§ **TASK DIRECTIONS**: Only the lines from the one containing "Locate the diagonal" to the end of the records belong in the output; print them exactly.

───── GIVEN INFORMATION

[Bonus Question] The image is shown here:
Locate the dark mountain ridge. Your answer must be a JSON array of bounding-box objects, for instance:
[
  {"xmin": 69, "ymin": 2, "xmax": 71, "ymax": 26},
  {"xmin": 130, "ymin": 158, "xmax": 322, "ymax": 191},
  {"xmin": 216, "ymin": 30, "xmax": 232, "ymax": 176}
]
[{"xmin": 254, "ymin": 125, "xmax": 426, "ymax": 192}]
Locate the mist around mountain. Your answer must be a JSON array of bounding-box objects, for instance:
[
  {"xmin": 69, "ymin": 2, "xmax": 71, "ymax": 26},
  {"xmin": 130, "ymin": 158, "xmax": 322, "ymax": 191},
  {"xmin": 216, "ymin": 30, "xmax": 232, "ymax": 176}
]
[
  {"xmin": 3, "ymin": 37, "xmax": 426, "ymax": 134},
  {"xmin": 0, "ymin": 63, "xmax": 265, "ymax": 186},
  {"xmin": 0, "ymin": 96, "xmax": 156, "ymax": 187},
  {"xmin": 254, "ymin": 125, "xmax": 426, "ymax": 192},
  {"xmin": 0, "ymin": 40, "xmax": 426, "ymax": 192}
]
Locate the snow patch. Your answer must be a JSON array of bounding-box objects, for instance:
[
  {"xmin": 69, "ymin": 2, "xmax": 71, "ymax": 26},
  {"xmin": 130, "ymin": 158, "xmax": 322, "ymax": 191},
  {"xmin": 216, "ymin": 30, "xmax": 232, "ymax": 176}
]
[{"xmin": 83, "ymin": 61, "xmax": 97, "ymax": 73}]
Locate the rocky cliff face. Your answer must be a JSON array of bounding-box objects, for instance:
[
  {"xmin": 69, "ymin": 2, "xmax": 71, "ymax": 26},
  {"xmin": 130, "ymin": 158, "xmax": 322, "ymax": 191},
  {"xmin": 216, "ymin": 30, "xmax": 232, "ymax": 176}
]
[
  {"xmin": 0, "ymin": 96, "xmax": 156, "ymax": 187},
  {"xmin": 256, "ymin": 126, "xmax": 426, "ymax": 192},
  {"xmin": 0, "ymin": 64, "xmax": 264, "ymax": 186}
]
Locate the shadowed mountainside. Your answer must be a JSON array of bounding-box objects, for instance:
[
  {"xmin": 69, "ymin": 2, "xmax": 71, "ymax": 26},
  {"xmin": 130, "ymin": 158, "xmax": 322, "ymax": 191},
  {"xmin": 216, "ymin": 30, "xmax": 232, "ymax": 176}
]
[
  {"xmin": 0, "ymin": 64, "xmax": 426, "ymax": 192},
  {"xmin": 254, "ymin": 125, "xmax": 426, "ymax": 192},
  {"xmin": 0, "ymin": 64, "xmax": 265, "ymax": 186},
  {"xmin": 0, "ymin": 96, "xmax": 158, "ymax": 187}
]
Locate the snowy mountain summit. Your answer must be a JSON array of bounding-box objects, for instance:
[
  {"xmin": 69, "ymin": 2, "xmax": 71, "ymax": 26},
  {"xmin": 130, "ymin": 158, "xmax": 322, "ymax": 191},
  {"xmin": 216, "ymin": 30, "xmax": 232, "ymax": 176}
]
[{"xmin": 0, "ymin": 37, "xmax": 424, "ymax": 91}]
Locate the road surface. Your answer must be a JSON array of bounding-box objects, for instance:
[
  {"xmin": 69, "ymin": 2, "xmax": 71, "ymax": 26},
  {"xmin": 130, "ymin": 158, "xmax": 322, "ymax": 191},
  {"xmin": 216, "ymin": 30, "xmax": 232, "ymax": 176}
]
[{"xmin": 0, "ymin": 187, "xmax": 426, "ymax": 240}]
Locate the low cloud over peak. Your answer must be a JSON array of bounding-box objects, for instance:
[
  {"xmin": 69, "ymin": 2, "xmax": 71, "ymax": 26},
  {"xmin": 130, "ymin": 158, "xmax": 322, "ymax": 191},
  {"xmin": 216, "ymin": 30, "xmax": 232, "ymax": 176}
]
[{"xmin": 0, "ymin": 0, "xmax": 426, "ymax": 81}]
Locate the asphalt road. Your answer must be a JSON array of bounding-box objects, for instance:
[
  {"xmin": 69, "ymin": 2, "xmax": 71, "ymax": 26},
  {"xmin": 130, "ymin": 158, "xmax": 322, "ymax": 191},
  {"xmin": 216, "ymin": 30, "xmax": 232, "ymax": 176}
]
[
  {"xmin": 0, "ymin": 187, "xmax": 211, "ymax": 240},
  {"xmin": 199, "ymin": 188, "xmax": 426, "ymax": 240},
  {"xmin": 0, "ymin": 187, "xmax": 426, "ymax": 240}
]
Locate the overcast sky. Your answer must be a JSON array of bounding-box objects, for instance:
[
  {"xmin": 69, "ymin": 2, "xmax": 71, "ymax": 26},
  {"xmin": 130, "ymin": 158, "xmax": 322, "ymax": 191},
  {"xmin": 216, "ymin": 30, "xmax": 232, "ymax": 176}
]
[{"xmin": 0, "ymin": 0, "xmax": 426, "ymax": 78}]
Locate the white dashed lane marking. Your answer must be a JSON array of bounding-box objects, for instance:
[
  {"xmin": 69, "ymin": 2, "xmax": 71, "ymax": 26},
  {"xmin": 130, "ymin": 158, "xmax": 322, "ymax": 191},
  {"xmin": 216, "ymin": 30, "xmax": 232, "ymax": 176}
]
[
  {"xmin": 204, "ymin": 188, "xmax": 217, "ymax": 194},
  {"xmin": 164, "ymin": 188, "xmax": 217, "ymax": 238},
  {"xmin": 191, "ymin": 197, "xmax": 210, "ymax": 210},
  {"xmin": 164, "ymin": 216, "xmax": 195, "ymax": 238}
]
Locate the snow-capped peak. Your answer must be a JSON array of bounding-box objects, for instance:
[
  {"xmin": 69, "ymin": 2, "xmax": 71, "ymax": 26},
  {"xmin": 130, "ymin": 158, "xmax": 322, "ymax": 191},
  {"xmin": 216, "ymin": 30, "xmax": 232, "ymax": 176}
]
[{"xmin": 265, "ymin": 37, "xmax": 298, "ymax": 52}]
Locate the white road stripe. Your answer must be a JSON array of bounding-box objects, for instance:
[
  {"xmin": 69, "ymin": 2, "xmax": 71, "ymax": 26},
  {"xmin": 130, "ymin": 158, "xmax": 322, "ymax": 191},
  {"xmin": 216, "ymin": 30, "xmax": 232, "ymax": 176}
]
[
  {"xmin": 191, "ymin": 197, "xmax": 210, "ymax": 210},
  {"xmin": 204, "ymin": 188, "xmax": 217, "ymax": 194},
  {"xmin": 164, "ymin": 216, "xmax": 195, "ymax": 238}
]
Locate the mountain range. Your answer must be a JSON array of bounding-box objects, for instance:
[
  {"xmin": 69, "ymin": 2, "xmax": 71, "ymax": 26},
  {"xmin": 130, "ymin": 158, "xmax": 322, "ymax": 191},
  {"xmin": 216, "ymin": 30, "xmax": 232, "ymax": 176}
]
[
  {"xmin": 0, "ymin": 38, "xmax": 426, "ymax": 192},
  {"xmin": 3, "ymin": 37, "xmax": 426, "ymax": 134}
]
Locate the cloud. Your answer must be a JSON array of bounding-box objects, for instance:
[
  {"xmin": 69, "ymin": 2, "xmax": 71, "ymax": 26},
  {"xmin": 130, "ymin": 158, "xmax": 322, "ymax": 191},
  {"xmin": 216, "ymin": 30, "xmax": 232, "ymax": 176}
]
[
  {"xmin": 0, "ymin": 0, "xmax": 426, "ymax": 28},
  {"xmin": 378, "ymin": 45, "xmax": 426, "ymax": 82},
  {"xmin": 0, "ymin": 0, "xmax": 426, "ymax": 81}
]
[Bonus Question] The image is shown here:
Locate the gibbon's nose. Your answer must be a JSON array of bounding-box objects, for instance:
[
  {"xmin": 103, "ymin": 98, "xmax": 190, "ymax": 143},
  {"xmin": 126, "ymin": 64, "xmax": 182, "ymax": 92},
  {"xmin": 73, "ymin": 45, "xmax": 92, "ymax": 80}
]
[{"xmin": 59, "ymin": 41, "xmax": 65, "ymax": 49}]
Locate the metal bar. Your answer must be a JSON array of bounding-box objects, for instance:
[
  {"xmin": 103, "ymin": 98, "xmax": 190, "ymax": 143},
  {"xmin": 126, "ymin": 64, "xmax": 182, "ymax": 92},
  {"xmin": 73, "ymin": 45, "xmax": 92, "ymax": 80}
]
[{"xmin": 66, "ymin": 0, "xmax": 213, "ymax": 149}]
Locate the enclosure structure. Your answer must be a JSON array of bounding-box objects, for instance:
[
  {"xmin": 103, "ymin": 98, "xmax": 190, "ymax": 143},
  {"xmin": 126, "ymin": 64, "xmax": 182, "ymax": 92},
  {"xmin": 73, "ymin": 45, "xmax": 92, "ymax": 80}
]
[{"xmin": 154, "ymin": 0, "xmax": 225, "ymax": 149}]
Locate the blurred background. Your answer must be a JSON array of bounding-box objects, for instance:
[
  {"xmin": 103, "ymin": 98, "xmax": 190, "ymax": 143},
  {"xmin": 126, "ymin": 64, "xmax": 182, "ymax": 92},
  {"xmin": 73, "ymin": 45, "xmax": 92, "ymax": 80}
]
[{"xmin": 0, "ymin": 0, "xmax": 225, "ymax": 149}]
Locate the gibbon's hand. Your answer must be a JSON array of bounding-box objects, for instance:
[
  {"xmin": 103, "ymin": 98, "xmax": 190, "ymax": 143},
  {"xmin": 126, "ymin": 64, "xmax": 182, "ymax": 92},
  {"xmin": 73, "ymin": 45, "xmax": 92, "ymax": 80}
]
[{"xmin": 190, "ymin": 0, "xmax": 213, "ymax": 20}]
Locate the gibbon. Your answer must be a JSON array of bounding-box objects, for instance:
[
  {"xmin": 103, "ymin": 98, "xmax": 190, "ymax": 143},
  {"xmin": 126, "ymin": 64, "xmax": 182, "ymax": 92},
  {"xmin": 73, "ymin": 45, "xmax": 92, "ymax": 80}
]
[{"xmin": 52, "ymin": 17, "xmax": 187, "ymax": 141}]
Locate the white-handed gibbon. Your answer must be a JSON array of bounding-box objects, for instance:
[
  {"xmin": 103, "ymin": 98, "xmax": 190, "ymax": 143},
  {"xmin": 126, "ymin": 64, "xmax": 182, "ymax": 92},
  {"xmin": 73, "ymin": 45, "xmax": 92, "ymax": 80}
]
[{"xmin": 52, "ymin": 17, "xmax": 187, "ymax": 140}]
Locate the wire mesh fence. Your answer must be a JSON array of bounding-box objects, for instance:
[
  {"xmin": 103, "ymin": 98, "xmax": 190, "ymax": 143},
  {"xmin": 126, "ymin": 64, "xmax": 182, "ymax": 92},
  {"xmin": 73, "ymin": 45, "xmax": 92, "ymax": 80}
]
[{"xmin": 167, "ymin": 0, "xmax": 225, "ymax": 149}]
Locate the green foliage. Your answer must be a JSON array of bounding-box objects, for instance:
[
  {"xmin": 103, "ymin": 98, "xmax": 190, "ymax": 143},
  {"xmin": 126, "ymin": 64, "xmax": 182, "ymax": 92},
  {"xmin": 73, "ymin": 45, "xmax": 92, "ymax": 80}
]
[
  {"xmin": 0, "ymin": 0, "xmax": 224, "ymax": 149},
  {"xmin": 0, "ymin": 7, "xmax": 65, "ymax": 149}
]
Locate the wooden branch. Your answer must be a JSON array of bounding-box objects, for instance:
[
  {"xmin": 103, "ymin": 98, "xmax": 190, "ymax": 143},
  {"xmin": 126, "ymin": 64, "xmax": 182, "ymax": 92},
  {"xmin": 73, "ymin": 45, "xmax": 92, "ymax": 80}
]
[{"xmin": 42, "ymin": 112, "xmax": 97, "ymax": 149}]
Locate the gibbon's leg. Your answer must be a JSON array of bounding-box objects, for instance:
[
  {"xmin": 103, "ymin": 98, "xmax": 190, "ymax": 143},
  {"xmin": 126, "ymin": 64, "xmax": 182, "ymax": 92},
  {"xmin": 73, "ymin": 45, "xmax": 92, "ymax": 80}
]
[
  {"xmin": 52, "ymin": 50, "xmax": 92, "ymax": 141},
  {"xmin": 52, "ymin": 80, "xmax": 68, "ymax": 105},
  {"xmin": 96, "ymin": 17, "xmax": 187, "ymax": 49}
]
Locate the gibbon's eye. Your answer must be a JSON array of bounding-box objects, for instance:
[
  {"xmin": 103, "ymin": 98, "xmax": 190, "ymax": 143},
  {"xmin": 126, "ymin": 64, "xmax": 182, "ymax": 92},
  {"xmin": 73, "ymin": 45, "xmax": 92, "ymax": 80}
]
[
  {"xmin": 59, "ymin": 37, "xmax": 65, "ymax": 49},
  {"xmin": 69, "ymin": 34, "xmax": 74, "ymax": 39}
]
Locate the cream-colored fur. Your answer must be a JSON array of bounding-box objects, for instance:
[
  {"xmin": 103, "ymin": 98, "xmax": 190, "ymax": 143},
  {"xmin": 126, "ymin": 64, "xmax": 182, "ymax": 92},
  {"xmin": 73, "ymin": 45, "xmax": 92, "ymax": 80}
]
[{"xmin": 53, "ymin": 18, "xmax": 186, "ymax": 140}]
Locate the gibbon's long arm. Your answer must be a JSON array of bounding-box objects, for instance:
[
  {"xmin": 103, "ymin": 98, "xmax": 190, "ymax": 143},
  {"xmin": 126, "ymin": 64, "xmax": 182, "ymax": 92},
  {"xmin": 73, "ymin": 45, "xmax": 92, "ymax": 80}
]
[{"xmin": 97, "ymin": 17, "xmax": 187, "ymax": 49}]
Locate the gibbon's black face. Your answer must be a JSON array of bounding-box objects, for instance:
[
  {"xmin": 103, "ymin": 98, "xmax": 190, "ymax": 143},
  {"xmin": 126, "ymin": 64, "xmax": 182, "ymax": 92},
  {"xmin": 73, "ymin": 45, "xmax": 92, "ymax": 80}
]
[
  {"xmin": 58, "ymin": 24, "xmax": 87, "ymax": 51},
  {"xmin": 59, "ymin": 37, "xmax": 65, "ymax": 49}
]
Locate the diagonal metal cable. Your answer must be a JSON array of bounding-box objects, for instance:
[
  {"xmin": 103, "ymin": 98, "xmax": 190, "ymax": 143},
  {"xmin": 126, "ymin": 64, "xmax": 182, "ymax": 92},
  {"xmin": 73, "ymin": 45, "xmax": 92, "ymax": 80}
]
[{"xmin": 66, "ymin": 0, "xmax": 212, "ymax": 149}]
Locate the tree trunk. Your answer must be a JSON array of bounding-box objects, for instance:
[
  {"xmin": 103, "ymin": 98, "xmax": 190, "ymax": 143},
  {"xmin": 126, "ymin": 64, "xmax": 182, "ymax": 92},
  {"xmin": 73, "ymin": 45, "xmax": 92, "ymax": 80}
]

──────────

§ **ANSWER IN FULL**:
Locate the diagonal metal cable. Your answer must be a JSON array of bounding-box objects, for instance:
[
  {"xmin": 103, "ymin": 98, "xmax": 190, "ymax": 143},
  {"xmin": 126, "ymin": 64, "xmax": 182, "ymax": 92},
  {"xmin": 73, "ymin": 45, "xmax": 92, "ymax": 80}
]
[{"xmin": 66, "ymin": 0, "xmax": 212, "ymax": 149}]
Locate the tree trunk. Your answer must be a JSON array of bounding-box objects, for instance:
[
  {"xmin": 103, "ymin": 98, "xmax": 190, "ymax": 143},
  {"xmin": 126, "ymin": 64, "xmax": 182, "ymax": 92},
  {"xmin": 73, "ymin": 45, "xmax": 92, "ymax": 80}
]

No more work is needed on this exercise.